# GOAL OF THE EXERCISE
Copy out every row below word for word, changing nothing.

# RECORDS TO USE
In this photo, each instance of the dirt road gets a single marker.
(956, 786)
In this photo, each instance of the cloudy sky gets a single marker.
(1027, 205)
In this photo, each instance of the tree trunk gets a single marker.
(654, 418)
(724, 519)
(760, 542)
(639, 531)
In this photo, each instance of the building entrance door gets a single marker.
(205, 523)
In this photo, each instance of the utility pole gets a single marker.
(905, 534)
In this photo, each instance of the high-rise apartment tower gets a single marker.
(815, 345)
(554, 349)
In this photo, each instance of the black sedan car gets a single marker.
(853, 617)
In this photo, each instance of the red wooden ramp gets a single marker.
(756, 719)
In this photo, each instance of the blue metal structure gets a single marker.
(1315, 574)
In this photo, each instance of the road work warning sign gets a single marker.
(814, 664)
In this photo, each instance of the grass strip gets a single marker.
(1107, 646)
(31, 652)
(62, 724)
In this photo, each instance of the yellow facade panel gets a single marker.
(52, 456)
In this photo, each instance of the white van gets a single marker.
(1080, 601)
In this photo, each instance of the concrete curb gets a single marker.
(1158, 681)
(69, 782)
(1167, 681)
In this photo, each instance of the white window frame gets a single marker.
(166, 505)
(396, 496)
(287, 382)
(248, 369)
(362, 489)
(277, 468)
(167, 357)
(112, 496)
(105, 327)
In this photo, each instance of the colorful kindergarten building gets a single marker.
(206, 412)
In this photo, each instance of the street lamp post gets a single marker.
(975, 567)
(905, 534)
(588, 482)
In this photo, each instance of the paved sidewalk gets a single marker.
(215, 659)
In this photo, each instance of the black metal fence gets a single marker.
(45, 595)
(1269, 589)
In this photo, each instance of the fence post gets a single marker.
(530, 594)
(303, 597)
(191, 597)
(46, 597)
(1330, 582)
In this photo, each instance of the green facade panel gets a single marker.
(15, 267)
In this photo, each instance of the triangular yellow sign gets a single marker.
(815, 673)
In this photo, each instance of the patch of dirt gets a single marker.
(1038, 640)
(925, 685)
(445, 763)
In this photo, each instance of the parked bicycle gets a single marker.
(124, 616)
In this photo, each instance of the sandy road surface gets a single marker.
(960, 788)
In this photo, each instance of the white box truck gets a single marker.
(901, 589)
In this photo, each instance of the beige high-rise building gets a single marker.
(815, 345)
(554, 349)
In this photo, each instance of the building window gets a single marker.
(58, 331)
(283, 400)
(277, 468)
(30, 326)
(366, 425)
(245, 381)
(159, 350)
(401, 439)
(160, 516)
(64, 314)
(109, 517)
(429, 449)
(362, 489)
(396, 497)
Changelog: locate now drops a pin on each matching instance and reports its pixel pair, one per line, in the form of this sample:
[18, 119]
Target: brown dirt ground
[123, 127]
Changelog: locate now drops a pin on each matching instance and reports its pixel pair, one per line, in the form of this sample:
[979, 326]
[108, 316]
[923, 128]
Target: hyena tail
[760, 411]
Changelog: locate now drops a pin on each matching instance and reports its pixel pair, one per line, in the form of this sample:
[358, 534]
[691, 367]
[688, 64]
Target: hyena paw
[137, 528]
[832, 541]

# THE REPLY
In this photo, each instance of the dirt road gets a single marker.
(956, 786)
In this photo, each instance of the cloudy sky gets a single marker.
(1027, 205)
In this photo, each instance of the tree trunk gets a single marker.
(654, 418)
(724, 519)
(760, 542)
(639, 531)
In this photo, each instance of the building entrance door gets a single marker.
(205, 523)
In this photo, each instance of the utility pole gets a single marker.
(905, 534)
In this photo, each instance of the high-rise apartment tower gets a single marker.
(815, 345)
(554, 349)
In this photo, each instance of the black sedan car gets a single marker.
(853, 617)
In this photo, each instance of the red wooden ramp gets a single marker.
(756, 719)
In this photo, each instance of the blue metal structure gets a single marker.
(1315, 574)
In this photo, each instance of the road work warning sign gets a single marker.
(814, 664)
In this photo, each instance of the grass strip gets a single marker.
(1107, 646)
(31, 652)
(62, 724)
In this photo, each instance of the yellow facade panel gets a single marker.
(52, 456)
In this photo, each instance of the white van gets a single marker.
(1080, 601)
In this photo, each instance of the concrete curb gets a single marker.
(1158, 681)
(69, 782)
(1167, 681)
In this photo, each instance of the white window frame gets a single marker.
(166, 505)
(396, 496)
(287, 382)
(248, 369)
(362, 489)
(277, 468)
(167, 357)
(112, 496)
(105, 327)
In this photo, each instance of the colorful kindergarten building gets a single marker.
(206, 412)
In this photo, each instance of the street lamp post gets a single marker.
(975, 567)
(905, 534)
(588, 482)
In this photo, each instance of the paved sidewalk gets a single marker.
(215, 659)
In this photo, each instance of the black metal fence gets a single marker.
(45, 595)
(1269, 589)
In this photo, each instance of the fence post gets a single marker.
(530, 594)
(303, 597)
(191, 597)
(46, 597)
(1330, 582)
In this photo, each instance of the green facade panel gets a single marker.
(15, 267)
In this photo, each instance of the triangular yellow sign gets a single marker.
(815, 673)
In this photo, each instance of the patch of dirt gets a single marker.
(1038, 640)
(925, 685)
(445, 763)
In this photo, each instance of the parked bicycle gets a single marker.
(124, 616)
In this photo, each instance of the sandy road surface gets a single marker.
(960, 788)
In this photo, each instance of the white box truck gets a single marker.
(901, 589)
In this photo, each instance of the beige high-rise building gets a single marker.
(815, 345)
(554, 349)
In this photo, each instance of the building window gets a single marker.
(58, 331)
(283, 400)
(277, 468)
(30, 326)
(366, 425)
(245, 381)
(159, 350)
(401, 439)
(160, 516)
(64, 314)
(109, 517)
(429, 449)
(362, 489)
(396, 497)
Changelog: locate now drops a pin on each matching instance and reports its pixel pair, one per line, in the form of this sample:
[18, 119]
Target: brown dirt ground
[123, 127]
Changelog: locate now drops a pin on each matching instance and reports its pixel pair, one per line, in the form of this sample:
[979, 326]
[108, 316]
[923, 128]
Target: hyena tail
[760, 411]
Changelog: locate now drops a pin on each matching instance and reports its pixel pair, one per line, in the form of this sample:
[358, 534]
[691, 367]
[688, 64]
Target: hyena paw
[137, 528]
[832, 541]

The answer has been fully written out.